### Task brief
Please restate exactly what appears in the records below from the first line to the line where "# for every instance of the blue sky" is, that line included.

### Source information
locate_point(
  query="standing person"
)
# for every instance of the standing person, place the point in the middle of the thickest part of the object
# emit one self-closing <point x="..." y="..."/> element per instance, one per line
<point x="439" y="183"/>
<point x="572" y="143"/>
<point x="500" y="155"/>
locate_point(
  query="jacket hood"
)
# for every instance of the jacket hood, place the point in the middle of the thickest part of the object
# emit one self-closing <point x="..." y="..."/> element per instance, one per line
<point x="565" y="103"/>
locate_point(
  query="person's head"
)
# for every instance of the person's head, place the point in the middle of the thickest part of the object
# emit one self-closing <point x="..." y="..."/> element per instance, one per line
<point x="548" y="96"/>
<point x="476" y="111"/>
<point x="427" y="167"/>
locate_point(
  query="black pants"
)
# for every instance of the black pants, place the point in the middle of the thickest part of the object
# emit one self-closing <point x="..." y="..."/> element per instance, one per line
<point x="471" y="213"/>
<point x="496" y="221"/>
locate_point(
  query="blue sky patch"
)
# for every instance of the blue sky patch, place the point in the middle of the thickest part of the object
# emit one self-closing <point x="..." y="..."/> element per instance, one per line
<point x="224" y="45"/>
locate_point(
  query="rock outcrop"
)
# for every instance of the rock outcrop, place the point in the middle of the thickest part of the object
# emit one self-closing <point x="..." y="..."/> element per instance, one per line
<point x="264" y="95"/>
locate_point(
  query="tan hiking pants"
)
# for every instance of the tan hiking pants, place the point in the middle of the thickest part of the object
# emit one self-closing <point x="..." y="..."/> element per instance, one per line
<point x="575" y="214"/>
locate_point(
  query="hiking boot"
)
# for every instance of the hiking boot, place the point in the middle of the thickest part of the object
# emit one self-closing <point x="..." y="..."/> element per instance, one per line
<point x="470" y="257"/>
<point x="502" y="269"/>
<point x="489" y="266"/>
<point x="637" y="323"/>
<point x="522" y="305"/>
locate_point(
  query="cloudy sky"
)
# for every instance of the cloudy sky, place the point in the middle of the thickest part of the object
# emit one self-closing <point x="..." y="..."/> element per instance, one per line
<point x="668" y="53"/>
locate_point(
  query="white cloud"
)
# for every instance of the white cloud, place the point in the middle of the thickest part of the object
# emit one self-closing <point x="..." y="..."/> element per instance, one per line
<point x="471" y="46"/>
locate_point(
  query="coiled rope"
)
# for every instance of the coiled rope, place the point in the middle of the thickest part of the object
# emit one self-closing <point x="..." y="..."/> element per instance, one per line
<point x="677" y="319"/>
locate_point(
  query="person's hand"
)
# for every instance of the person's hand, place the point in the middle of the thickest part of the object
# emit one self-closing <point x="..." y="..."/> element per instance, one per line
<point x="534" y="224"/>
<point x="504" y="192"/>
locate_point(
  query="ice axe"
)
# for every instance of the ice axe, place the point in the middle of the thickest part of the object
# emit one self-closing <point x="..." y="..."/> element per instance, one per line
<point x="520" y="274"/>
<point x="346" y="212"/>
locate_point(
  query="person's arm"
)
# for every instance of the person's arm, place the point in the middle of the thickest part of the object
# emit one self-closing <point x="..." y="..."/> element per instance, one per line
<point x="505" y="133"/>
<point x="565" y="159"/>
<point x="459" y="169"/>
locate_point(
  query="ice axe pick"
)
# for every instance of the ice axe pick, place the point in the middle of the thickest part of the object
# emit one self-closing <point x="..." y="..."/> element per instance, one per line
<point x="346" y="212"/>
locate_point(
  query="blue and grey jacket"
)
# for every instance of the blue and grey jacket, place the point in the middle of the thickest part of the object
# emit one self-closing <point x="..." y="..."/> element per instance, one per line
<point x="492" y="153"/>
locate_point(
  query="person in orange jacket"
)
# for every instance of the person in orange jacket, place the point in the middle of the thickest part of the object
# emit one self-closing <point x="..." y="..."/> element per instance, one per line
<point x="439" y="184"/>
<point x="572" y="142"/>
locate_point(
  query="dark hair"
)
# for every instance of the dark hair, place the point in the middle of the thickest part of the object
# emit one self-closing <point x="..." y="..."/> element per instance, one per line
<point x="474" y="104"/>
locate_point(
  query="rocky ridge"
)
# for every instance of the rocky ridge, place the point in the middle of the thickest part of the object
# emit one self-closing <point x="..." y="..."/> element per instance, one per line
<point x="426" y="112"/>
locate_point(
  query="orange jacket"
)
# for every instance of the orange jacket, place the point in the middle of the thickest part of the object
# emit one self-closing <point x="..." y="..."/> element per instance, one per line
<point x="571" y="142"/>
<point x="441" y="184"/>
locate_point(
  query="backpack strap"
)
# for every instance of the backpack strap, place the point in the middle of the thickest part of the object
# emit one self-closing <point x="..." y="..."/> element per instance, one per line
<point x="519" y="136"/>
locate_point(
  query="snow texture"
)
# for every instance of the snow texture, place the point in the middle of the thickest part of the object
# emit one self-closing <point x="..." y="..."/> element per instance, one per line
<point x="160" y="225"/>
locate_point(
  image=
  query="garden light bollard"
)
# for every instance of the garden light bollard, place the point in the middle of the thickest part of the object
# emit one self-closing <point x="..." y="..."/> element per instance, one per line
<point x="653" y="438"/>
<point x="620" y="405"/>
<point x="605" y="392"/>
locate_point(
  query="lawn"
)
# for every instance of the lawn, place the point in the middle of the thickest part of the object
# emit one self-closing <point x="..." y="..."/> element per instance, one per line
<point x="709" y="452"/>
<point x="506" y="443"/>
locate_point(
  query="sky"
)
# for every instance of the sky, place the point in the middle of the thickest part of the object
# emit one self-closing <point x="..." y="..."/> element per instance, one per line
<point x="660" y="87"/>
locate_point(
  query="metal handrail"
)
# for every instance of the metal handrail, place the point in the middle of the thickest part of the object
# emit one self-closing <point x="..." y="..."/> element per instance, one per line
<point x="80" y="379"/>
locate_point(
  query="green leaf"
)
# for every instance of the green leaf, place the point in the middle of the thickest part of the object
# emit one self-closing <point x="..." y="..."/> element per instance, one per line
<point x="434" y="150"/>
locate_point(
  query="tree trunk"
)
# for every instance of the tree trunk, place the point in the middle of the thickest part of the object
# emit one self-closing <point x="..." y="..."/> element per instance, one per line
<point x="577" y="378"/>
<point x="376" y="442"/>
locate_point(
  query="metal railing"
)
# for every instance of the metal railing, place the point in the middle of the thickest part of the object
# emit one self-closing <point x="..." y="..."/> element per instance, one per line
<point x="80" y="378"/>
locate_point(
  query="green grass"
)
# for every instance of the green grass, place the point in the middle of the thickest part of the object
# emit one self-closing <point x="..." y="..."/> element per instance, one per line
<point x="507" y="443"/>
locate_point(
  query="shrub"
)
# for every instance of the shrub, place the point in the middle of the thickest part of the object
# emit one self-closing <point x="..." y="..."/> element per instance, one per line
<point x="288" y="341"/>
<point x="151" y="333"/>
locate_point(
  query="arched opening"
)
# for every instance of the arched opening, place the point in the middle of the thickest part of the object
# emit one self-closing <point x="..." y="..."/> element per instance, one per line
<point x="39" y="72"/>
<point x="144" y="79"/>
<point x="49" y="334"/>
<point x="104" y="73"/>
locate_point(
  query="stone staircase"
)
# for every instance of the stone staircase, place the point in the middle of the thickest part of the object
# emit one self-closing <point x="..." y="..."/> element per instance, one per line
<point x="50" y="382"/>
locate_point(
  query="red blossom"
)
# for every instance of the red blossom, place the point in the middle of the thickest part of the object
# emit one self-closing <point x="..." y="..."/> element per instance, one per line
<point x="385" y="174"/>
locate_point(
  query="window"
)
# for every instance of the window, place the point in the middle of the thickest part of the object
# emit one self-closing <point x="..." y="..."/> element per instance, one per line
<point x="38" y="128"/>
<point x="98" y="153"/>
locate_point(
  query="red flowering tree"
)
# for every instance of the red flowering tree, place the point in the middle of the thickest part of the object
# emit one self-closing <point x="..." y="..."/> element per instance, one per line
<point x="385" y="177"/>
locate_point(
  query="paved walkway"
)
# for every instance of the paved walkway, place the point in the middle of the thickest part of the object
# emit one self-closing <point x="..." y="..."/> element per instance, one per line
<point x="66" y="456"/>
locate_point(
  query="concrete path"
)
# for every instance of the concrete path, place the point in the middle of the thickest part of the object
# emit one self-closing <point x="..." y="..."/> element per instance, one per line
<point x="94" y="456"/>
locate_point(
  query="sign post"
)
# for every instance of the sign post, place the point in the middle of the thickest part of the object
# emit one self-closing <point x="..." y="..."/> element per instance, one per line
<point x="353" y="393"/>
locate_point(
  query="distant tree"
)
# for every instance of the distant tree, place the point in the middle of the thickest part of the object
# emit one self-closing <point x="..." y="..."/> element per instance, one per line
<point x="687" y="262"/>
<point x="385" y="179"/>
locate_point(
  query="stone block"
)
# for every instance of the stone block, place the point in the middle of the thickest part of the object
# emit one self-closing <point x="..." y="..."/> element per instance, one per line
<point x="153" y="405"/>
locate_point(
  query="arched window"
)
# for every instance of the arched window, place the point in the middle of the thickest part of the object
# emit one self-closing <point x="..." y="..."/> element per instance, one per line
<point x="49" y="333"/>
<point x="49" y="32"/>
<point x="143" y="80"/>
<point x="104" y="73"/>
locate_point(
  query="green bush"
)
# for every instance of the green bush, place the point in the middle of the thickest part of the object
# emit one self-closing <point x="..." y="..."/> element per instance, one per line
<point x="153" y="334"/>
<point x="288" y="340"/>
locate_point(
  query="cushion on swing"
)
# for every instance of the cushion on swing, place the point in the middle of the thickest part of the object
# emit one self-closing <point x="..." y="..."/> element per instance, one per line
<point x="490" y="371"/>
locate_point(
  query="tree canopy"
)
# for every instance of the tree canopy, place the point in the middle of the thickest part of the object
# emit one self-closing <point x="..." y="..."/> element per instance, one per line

### Response
locate_point(
  query="standing person"
)
# for every instance of the standing person, place the point in the middle of the thickest part of the object
# emit one self-closing <point x="..." y="..."/> element per instance, one per line
<point x="439" y="183"/>
<point x="572" y="143"/>
<point x="500" y="155"/>
locate_point(
  query="jacket hood"
)
# for every instance of the jacket hood, place the point in the middle of the thickest part of the object
# emit one self-closing <point x="..." y="..."/> element per instance, one per line
<point x="565" y="103"/>
locate_point(
  query="person's head"
)
# for every instance of the person's head, place the point in the middle of the thickest part of the object
# emit one self-closing <point x="..." y="..."/> element per instance, one per line
<point x="548" y="96"/>
<point x="476" y="111"/>
<point x="427" y="167"/>
locate_point(
  query="black pants"
)
# for every instance of the black pants, place the point in the middle of the thickest part of the object
# emit one self-closing <point x="..." y="..."/> element per instance, one per line
<point x="471" y="213"/>
<point x="496" y="221"/>
locate_point(
  query="blue sky patch"
)
# for every instance of the blue sky patch, place the point in the middle of the thickest part of the object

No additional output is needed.